Problem to work on: In the Metamath page on theorem r19.29vva below, retype the text between "Description: A commonly" and "Wolf Lammen, 29-Jun-2023)", inclusive.

Text passage:
========================

Metamath Proof Explorer

Theorem r19.29vva

Description: A commonly used pattern based on r19.29 , version with two restricted quantifiers. (Contributed by Thierry Arnoux, 26-Nov-2017) (Proof shortened by Wolf Lammen, 29-Jun-2023)

	Ref	Expression
Hypotheses	r19.29vva.1	\|- ( ( ( ( ph /\ x e. A ) /\ y e. B ) /\ ps ) -> ch )
	r19.29vva.2	\|- ( ph -> E. x e. A E. y e. B ps )
Assertion	r19.29vva	\|- ( ph -> ch )

Proof

Step	Hyp	Ref	Expression
1		r19.29vva.1	\|- ( ( ( ( ph /\ x e. A ) /\ y e. B ) /\ ps ) -> ch )
2		r19.29vva.2	\|- ( ph -> E. x e. A E. y e. B ps )
3	1 2	reximddv2	\|- ( ph -> E. x e. A E. y e. B ch )
4		id	\|- ( ch -> ch )
5	4	rexlimivw	\|- ( E. y e. B ch -> ch )
6	5	reximi	\|- ( E. x e. A E. y e. B ch -> E. x e. A ch )
7	4	rexlimivw	\|- ( E. x e. A ch -> ch )
8	3 6 7	3syl	\|- ( ph -> ch )

========================

Records shown:
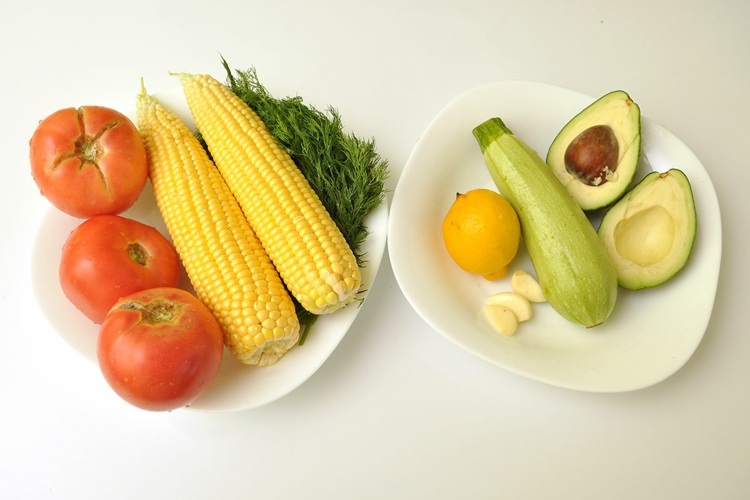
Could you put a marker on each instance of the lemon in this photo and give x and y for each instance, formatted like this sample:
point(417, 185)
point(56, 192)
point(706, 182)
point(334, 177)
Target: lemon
point(481, 232)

========================

Output below:
Description: A commonly used pattern based on r19.29 , version with two restricted quantifiers. (Contributed by Thierry Arnoux, 26-Nov-2017) (Proof shortened by Wolf Lammen, 29-Jun-2023)